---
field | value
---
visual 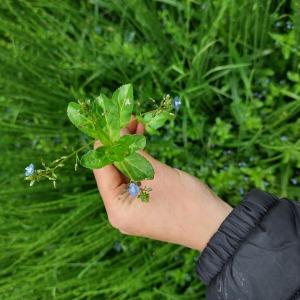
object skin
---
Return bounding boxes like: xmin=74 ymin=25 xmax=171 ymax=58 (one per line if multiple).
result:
xmin=94 ymin=118 xmax=232 ymax=251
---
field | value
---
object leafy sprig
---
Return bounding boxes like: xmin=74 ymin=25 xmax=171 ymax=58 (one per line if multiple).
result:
xmin=25 ymin=84 xmax=181 ymax=201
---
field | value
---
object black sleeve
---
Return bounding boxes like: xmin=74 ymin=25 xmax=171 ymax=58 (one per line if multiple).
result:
xmin=196 ymin=190 xmax=300 ymax=300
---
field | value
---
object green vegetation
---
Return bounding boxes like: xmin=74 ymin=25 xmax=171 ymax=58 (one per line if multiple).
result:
xmin=0 ymin=0 xmax=300 ymax=300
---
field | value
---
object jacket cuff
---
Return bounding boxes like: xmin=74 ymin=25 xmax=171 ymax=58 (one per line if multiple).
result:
xmin=196 ymin=189 xmax=278 ymax=285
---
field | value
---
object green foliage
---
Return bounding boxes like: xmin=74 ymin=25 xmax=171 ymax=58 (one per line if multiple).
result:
xmin=81 ymin=135 xmax=145 ymax=170
xmin=0 ymin=0 xmax=300 ymax=300
xmin=67 ymin=84 xmax=171 ymax=184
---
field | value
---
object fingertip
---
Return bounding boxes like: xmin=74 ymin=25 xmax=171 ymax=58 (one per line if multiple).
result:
xmin=127 ymin=115 xmax=138 ymax=133
xmin=136 ymin=123 xmax=145 ymax=134
xmin=94 ymin=140 xmax=102 ymax=149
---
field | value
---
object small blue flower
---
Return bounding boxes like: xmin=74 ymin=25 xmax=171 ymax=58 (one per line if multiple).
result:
xmin=25 ymin=164 xmax=34 ymax=176
xmin=113 ymin=241 xmax=123 ymax=252
xmin=291 ymin=177 xmax=298 ymax=185
xmin=128 ymin=182 xmax=141 ymax=198
xmin=95 ymin=25 xmax=102 ymax=34
xmin=280 ymin=135 xmax=289 ymax=142
xmin=275 ymin=21 xmax=281 ymax=28
xmin=239 ymin=161 xmax=247 ymax=168
xmin=172 ymin=96 xmax=181 ymax=111
xmin=285 ymin=21 xmax=294 ymax=30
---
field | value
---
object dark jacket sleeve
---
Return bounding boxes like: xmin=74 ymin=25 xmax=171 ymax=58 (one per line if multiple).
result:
xmin=196 ymin=190 xmax=300 ymax=300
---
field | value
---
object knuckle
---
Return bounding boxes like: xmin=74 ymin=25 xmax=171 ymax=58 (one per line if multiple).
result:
xmin=108 ymin=214 xmax=128 ymax=234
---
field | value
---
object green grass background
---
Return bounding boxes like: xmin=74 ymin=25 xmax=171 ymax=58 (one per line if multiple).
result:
xmin=0 ymin=0 xmax=300 ymax=300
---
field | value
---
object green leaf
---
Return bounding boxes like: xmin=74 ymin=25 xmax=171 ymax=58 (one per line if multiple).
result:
xmin=94 ymin=94 xmax=121 ymax=142
xmin=67 ymin=102 xmax=97 ymax=138
xmin=143 ymin=111 xmax=174 ymax=134
xmin=116 ymin=134 xmax=146 ymax=153
xmin=81 ymin=135 xmax=146 ymax=169
xmin=80 ymin=146 xmax=113 ymax=169
xmin=112 ymin=84 xmax=134 ymax=128
xmin=114 ymin=153 xmax=154 ymax=181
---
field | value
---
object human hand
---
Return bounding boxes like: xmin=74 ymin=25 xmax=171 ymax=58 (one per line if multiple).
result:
xmin=94 ymin=120 xmax=232 ymax=250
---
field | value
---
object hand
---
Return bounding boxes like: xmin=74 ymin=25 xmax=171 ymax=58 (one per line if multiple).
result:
xmin=94 ymin=120 xmax=232 ymax=250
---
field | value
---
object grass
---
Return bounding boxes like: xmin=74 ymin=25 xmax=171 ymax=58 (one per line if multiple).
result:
xmin=0 ymin=0 xmax=300 ymax=300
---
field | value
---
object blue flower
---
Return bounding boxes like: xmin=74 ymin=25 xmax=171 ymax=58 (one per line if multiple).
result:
xmin=172 ymin=96 xmax=181 ymax=111
xmin=291 ymin=177 xmax=298 ymax=185
xmin=25 ymin=164 xmax=34 ymax=176
xmin=280 ymin=135 xmax=289 ymax=142
xmin=128 ymin=182 xmax=141 ymax=198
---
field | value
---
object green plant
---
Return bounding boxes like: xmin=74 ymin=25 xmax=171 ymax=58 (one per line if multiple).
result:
xmin=25 ymin=84 xmax=176 ymax=201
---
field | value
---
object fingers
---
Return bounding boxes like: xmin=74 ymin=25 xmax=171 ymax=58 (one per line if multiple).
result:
xmin=93 ymin=141 xmax=126 ymax=201
xmin=93 ymin=116 xmax=146 ymax=201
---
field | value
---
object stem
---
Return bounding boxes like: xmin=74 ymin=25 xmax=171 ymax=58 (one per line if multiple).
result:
xmin=52 ymin=141 xmax=95 ymax=171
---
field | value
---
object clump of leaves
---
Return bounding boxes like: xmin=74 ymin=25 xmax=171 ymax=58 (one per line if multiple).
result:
xmin=26 ymin=84 xmax=178 ymax=201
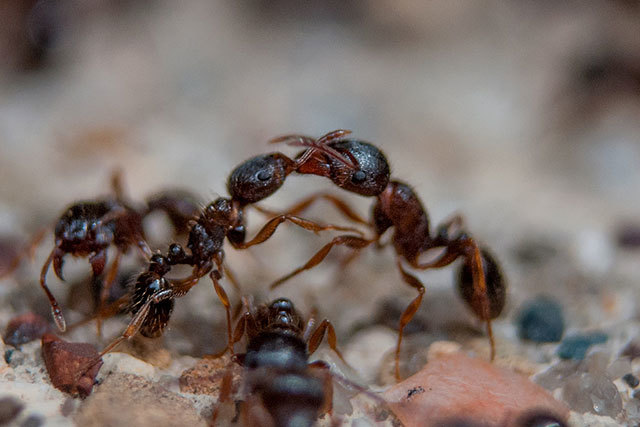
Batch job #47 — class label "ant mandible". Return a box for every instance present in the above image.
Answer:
[264,131,506,379]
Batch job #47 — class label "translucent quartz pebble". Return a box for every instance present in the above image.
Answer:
[533,360,580,390]
[562,373,622,417]
[624,399,640,426]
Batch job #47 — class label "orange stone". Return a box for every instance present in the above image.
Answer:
[383,353,569,427]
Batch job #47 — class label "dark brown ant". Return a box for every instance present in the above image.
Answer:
[77,137,358,368]
[264,131,505,379]
[2,176,205,334]
[213,298,342,427]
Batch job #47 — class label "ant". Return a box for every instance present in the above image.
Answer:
[264,130,506,380]
[213,298,346,426]
[75,136,359,372]
[2,171,204,335]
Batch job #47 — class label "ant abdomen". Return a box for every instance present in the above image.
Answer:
[130,271,174,338]
[456,248,507,320]
[261,373,325,426]
[227,153,294,205]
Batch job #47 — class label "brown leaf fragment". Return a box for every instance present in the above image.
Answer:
[42,333,102,398]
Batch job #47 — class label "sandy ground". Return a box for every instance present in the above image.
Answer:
[0,0,640,425]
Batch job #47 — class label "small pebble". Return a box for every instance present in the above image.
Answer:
[517,297,564,342]
[20,414,44,427]
[557,332,608,360]
[42,333,102,397]
[0,396,24,425]
[616,224,640,249]
[562,372,622,418]
[622,374,640,388]
[2,313,49,347]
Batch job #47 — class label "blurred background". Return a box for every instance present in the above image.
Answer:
[0,0,640,422]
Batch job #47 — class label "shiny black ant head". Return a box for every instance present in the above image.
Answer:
[202,197,238,227]
[268,298,302,329]
[55,202,115,251]
[227,153,294,206]
[297,139,390,197]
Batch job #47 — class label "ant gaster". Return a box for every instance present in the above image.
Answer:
[264,131,505,379]
[214,298,342,427]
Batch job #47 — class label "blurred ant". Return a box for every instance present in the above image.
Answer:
[213,298,362,427]
[264,131,506,379]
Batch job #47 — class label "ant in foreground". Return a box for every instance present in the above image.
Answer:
[264,131,506,380]
[213,298,364,427]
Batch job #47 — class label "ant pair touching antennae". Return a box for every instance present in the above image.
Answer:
[264,131,506,379]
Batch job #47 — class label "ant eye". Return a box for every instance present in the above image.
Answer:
[351,171,367,184]
[258,171,271,181]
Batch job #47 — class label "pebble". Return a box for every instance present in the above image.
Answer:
[2,313,50,348]
[561,372,622,418]
[557,332,608,360]
[42,333,102,397]
[517,297,564,342]
[622,374,640,388]
[0,396,24,425]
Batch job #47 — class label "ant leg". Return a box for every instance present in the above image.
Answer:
[234,214,362,249]
[222,265,242,294]
[463,238,496,361]
[269,235,373,289]
[211,365,233,426]
[96,249,122,338]
[307,360,333,417]
[77,289,175,378]
[302,307,318,342]
[307,319,349,366]
[40,246,67,332]
[254,193,370,226]
[395,258,425,381]
[209,258,233,355]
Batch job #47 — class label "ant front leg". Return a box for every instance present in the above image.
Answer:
[92,249,122,337]
[234,214,362,249]
[269,235,373,289]
[254,193,370,226]
[209,252,234,355]
[395,258,425,382]
[307,319,349,366]
[40,246,67,332]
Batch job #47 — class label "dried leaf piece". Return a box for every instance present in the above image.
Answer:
[383,353,568,427]
[42,333,102,398]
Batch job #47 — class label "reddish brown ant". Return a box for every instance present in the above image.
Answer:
[213,298,352,426]
[74,135,358,370]
[264,131,505,379]
[2,175,205,334]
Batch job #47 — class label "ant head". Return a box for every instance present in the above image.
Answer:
[202,197,238,227]
[227,153,293,205]
[297,139,389,197]
[269,298,302,329]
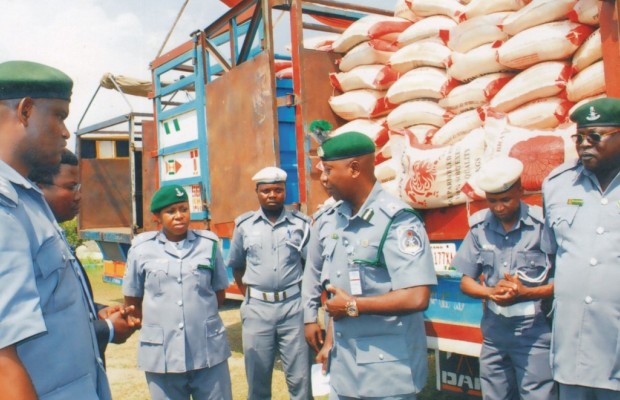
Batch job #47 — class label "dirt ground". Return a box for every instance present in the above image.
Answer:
[88,266,459,400]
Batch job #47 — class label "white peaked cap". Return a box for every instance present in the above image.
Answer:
[252,167,286,185]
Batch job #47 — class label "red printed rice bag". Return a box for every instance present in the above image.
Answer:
[332,15,411,53]
[497,21,592,69]
[439,72,515,114]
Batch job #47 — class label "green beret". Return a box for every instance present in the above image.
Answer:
[317,132,375,161]
[570,97,620,128]
[0,61,73,101]
[151,185,189,212]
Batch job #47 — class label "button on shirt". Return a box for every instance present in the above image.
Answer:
[229,209,310,292]
[323,183,437,398]
[0,161,110,399]
[123,230,231,373]
[542,163,620,391]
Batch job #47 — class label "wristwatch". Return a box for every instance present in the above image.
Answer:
[345,298,360,317]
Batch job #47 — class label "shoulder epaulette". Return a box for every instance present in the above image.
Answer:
[545,159,579,184]
[235,211,254,227]
[194,229,220,242]
[468,208,491,228]
[131,231,159,247]
[0,178,19,207]
[528,205,545,223]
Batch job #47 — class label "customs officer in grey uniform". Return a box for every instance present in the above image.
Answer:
[317,132,437,399]
[0,61,111,400]
[28,149,139,362]
[452,156,557,400]
[301,197,338,353]
[123,185,232,400]
[229,167,310,400]
[541,98,620,400]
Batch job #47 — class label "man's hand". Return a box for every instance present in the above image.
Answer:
[489,274,520,306]
[98,305,141,344]
[325,285,354,321]
[304,322,323,353]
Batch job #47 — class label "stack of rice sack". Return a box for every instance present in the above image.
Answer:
[330,0,605,208]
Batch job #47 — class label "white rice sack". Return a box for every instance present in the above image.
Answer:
[329,118,389,147]
[448,41,511,82]
[302,33,340,51]
[573,28,603,72]
[500,0,577,36]
[568,0,601,25]
[402,124,439,145]
[497,20,592,69]
[484,118,577,192]
[397,15,456,47]
[400,128,485,209]
[332,15,411,53]
[566,60,605,103]
[431,110,485,146]
[439,72,515,114]
[440,12,511,53]
[489,61,571,113]
[375,158,401,183]
[394,0,423,22]
[406,0,464,19]
[387,100,452,130]
[388,39,450,73]
[338,39,398,72]
[459,0,527,21]
[329,89,393,121]
[329,64,400,92]
[568,93,607,117]
[508,97,573,129]
[387,67,458,104]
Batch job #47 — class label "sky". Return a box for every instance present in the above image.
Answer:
[0,0,395,148]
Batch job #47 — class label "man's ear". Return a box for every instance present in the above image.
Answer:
[17,97,34,126]
[349,158,362,178]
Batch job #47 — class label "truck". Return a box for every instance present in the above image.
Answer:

────────────────

* [TO DO]
Please rescale the lines from the one containing "officer in grey" through the end of the records, both ends included. Write them all out again with the requests unchanged, multiplying every box coordinate in the answers by 0.4 and rounding to the nearest whole number, with halves rounding up.

* [EXERCISE ANSWER]
Batch job #47 — class label "customs officer in grey uniform". Return a box for every instance present in the above image.
Answer:
[127,53,175,160]
[0,24,44,160]
[11,60,56,145]
[181,62,223,160]
[120,79,135,141]
[49,74,93,160]
[92,67,124,160]
[216,39,248,160]
Batch job #47 — class label "man's hand". Return a box for every instance present in the above image.
Answer:
[196,110,208,122]
[39,122,56,138]
[130,114,142,128]
[122,129,129,141]
Batch job #47 — class label "stack of rice sack". Return a box for every instance present in the above image.
Answer:
[132,0,242,83]
Batch job #47 — class label "white rice sack". Return a box for every instance present in the above image.
Answer:
[132,47,156,59]
[179,16,204,33]
[121,13,136,20]
[229,11,241,29]
[200,0,231,14]
[227,0,240,10]
[161,50,176,58]
[199,8,237,28]
[194,47,231,77]
[159,6,182,19]
[160,51,194,84]
[133,6,164,21]
[226,24,242,41]
[172,44,194,58]
[176,29,206,46]
[176,5,204,21]
[196,24,228,45]
[150,63,160,73]
[158,0,169,9]
[162,0,186,8]
[155,40,181,52]
[155,16,180,29]
[135,16,159,29]
[184,0,211,8]
[132,36,157,48]
[132,26,160,37]
[227,37,243,47]
[203,39,229,52]
[155,27,183,42]
Batch job #47 — class label "sky". Return a box for every instance present in the above image.
Answer:
[0,0,158,59]
Batch job #47 — class label "man's ear". Return a box for every instance present in the above image.
Answer:
[7,39,14,50]
[140,63,145,71]
Batch job #47 — class label "truck". Return a box for every instance present in the above image.
Answer:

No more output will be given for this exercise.